Objective 1:
Copy the post on turning JSON into columns word for word, everything from "in reality my" down to "within nested lists).".
Objective 2:
Write out the records word for word, everything from the start of the records down to and including the line that contains "88L134 90L128 124L159".

Text provided:
I have a data frame which consists of a single column of some very messy JSON data. I would like to convert the JSON entries in that column to additional columns in the same data frame, I have a messy solution, but it will be tedious and long to apply it to my actual dataset.
Here is my sample data frame:
sample.df <- data.frame(id = c(101, 102, 103, 104),
json_col = c('[{"foo_a":"bar"}]',
'[{"foo_a":"bar","foo_b":"bar"}]',
'[{"foo_a":"bar","foo_c":2}]',
'[{"foo_a":"bar","foo_b":"bar","foo_c":2,"nested_col":{"foo_d":"bar","foo_e":3}}]'),
startdate = as.Date(c('2010-11-1','2008-3-25','2007-3-14','2006-2-21')))
in reality my data frame has over 100000 entries and consists of multiple JSON columns where I need to apply the solution to this question, there are also several orders of nested lists (i.e. nested lists within nested lists).

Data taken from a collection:

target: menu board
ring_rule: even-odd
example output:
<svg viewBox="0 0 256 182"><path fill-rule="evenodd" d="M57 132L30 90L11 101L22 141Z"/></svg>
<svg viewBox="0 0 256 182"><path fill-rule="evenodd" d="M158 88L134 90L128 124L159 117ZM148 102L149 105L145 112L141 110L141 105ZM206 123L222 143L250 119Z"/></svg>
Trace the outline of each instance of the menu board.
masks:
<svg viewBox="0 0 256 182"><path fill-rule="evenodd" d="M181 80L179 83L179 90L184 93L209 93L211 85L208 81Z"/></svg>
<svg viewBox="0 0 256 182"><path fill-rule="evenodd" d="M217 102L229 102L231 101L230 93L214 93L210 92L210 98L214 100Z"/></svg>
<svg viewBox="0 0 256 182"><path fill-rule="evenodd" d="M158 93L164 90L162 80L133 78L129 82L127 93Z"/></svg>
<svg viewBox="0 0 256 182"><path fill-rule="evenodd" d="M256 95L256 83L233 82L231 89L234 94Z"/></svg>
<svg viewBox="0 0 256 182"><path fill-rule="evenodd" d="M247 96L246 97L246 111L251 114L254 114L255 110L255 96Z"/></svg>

Task answer 1:
in reality my data frame has over 100000 entries and consists of multiple JSON columns where I need to apply the solution to this question, there are also several orders of nested lists (i.e. nested lists within nested lists).

Task answer 2:
target: menu board
ring_rule: even-odd
example output:
<svg viewBox="0 0 256 182"><path fill-rule="evenodd" d="M57 132L30 90L11 101L22 141Z"/></svg>
<svg viewBox="0 0 256 182"><path fill-rule="evenodd" d="M158 88L134 90L128 124L159 117ZM148 102L149 105L145 112L141 110L141 105ZM206 123L222 143L250 119Z"/></svg>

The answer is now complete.